§ **Exercise requirements**
Filter the entries below, keeping only lines with the word "calm".

§ **Input**
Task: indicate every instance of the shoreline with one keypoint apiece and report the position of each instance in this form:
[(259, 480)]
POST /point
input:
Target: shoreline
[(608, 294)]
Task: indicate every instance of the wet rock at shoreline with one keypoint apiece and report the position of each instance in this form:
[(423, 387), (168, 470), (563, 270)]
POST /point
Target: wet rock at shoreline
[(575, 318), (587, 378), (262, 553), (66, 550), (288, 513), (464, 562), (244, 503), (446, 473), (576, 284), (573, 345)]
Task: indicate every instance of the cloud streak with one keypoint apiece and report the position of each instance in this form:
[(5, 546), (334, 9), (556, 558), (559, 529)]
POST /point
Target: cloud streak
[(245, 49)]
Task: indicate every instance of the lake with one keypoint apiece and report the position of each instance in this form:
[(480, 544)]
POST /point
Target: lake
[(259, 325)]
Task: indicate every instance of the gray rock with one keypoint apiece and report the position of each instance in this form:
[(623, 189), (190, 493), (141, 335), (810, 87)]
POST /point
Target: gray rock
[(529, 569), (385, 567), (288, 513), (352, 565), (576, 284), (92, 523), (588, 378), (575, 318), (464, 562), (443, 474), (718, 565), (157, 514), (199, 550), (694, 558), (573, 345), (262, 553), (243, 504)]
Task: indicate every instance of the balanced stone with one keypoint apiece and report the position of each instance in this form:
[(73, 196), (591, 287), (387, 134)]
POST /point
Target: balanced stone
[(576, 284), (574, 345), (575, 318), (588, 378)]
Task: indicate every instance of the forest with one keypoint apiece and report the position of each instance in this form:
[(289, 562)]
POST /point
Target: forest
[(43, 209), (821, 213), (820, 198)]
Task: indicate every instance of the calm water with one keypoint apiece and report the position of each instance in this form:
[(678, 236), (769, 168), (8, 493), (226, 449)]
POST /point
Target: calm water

§ **Your response**
Task: indicate every instance of the calm water with one keypoint apiece and report the position of each instance in this form:
Target: calm water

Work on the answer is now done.